* Document text
Ask Dr. J. Archives
I kissed a man and now my partner doesn’t want to have sex with me anymore because they feel disgusted with me. We are very much in love and wonder if this problem can be fixed or if this betrayal will always stop us from getting back our passionate sex life???
Desperately seeking hope.
You don’t mention your gender or the gender of your partner. Obviously, it would be necessary for me to know this to address your question.
But, for the sake of the question, let’s assume you are a woman and your partner is a man. First of all, you would need to figure out why you are kissing another man. You say you are very much in love with your partner, so going outside the relationship for romantic affection is not congruent with that. I’m also assuming there is no possibility that you would repeat this behavior.
On the other hand, your partner’s reaction is extreme. He doesn’t want to have
sex with you anymore because of this transgression? If he can’t work through this,
you two would need to end the relationship. Is this kiss worth ending the relationship over?
Are there books that you would recommend for better communication between marriage
partners? I would like to have better ways to share my true feelings topics without it ending up in a fight.
Yes! I have a section on the website for book recommendations, but let me highlight a couple
that I am particularly fond of.
Getting the Love You Want by Harville Hendrix is excellent, and I use it
continuously with couples who come to me for couples counseling. We actually use the
exercises in the back of the Hendrix book in therapy. The couple works on a particular exercise or set of exercises, and then we use it in the next session in order to move forward with exploring their relationship. Couples do well with a structured
format, and the exercises provide that. When communication has broken down, it is easier
for a couple to be guided, either by a therapist, or in some kind of structured way toward
a new way of talking to one another.
The premise of Hendrix's book is that we pick out our partner in part because of unconscious
motivations. This unconscious material consists of unresolved issues from our childhood. Usually, when we get into a fight with our partner while trying to talk about an issue, it
is because these unconscious "triggers" get pushed. So, going through the structured exercises in the back of the Hendrix book can help each of you identify why you react as
you do. It helps you take responsibility for your behavior, and change it by making healthier choices. The premise is that if we knew how to react better, we would. But,
because most of this is operating on an unconscious level, we just keep doing the same
old things and never getting positive results.
The companion book is The Couples Companion: Meditations and Exercises for Getting the Love You Want, Harville Hendrix and Helen Hunt. It's really the best compilation of intimacy-building exercises I've seen. This book is more for couples who are not in crisis, but just want to talk to each other more intimately (share feelings as you mentioned). There is an exercise for every day for a year. Some take only a few minutes, and some are more complex. But they are all very do-able. The exercises are presented in a way that eases a couple back into the intimacy they had, or introduces them to the intimacy they want. Again, the structure is very comforting to a couple who has lost touch, because it's all right there....just follow the instructions, and you will become closer. I highly recommend it.
In addition, there is a conflict resolution model on the website that also might be helpful
to you when it comes to those difficult issues that lead to a fight. I hope this recommendation
is helpful. These books are readily available so I hope you can get them soon!

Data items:
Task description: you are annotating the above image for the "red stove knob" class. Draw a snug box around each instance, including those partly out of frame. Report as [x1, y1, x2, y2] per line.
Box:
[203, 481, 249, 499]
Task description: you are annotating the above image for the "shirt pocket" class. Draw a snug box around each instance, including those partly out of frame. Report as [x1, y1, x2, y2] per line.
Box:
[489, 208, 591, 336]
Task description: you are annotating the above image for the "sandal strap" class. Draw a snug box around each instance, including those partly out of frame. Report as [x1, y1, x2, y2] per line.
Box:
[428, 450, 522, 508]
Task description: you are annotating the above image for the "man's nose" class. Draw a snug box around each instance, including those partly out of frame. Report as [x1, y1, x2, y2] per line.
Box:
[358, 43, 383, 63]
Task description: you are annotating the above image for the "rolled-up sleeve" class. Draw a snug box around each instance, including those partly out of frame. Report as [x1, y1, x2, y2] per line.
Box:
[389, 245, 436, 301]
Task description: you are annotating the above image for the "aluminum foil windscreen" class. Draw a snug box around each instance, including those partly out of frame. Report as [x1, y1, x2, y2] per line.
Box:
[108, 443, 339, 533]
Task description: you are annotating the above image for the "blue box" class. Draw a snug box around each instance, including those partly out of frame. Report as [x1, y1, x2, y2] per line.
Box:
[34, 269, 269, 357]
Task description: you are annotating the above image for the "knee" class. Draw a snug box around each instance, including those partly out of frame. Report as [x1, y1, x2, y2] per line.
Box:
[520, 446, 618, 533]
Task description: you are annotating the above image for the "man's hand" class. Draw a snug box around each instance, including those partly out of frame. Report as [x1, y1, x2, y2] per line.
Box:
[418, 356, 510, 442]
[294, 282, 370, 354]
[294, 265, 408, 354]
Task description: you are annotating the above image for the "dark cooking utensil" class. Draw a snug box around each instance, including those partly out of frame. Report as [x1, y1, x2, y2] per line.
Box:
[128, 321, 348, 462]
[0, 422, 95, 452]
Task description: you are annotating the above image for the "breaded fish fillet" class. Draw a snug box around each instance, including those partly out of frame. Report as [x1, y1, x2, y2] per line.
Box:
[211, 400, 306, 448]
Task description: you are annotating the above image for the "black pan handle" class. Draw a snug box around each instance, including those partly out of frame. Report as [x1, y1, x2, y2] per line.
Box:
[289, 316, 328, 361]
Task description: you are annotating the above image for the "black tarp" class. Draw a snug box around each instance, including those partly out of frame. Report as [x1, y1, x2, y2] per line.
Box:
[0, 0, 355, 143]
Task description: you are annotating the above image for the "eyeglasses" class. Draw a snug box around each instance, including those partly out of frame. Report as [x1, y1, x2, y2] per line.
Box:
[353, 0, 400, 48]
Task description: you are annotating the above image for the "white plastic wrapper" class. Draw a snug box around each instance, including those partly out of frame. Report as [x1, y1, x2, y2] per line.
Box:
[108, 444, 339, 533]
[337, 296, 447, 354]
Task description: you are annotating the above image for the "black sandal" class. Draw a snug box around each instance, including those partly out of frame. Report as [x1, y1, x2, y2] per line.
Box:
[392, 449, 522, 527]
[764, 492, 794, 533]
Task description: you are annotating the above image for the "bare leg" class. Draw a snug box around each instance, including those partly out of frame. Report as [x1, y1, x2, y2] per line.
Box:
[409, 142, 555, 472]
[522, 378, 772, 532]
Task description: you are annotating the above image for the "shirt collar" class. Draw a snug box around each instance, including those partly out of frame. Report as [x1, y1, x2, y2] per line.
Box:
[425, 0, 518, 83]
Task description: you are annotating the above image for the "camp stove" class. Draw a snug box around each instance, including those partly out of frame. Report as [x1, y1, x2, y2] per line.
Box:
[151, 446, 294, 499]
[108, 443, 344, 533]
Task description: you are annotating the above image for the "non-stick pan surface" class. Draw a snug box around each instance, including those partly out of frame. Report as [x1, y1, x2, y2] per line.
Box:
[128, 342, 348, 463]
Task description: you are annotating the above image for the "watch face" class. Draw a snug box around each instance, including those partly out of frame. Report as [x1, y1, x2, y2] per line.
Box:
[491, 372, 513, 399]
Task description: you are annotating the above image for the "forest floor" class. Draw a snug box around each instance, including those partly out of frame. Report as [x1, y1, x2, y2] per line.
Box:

* Work instruction 1
Copy the advice column from "Desperately seeking hope." down to "repeat this behavior.", changing "partner" to "spouse" throughout.
* Work instruction 2
List every person named in the advice column.
These data items have nothing to do with the advice column.

* Worked solution 1
Desperately seeking hope.
You don’t mention your gender or the gender of your spouse. Obviously, it would be necessary for me to know this to address your question.
But, for the sake of the question, let’s assume you are a woman and your spouse is a man. First of all, you would need to figure out why you are kissing another man. You say you are very much in love with your spouse, so going outside the relationship for romantic affection is not congruent with that. I’m also assuming there is no possibility that you would repeat this behavior.

* Worked solution 2
Dr. J., Harville Hendrix, Helen Hunt